Working data:
────
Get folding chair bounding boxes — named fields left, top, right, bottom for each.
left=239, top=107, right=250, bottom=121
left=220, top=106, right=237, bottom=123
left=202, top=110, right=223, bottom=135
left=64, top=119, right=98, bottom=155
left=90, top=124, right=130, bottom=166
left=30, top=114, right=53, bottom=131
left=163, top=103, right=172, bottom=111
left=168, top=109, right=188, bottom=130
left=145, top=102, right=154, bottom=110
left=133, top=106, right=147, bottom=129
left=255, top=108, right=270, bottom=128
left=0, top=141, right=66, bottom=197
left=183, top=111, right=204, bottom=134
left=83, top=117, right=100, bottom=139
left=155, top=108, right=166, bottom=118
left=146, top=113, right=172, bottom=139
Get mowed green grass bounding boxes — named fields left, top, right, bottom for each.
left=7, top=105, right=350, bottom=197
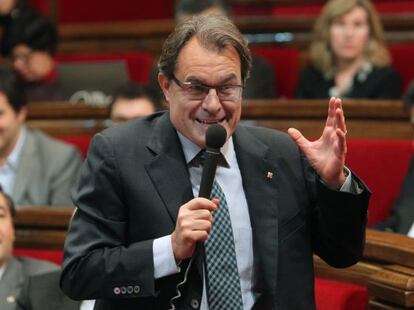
────
Your instructions: Set down every line above exactly, pictures excluded.

Finished task:
Get folding chair bounding boxes — named fields left, top, right, bottom for each.
left=239, top=107, right=250, bottom=121
left=220, top=106, right=237, bottom=123
left=202, top=110, right=223, bottom=135
left=64, top=119, right=98, bottom=155
left=90, top=124, right=130, bottom=166
left=30, top=114, right=53, bottom=131
left=163, top=103, right=172, bottom=111
left=168, top=109, right=188, bottom=130
left=145, top=102, right=154, bottom=110
left=133, top=106, right=147, bottom=129
left=255, top=108, right=270, bottom=128
left=0, top=141, right=66, bottom=197
left=183, top=111, right=204, bottom=134
left=83, top=117, right=100, bottom=139
left=155, top=108, right=166, bottom=118
left=146, top=113, right=172, bottom=139
Get mowed green grass bounding boxes — named fields left, top, right, bottom for each.
left=7, top=105, right=350, bottom=197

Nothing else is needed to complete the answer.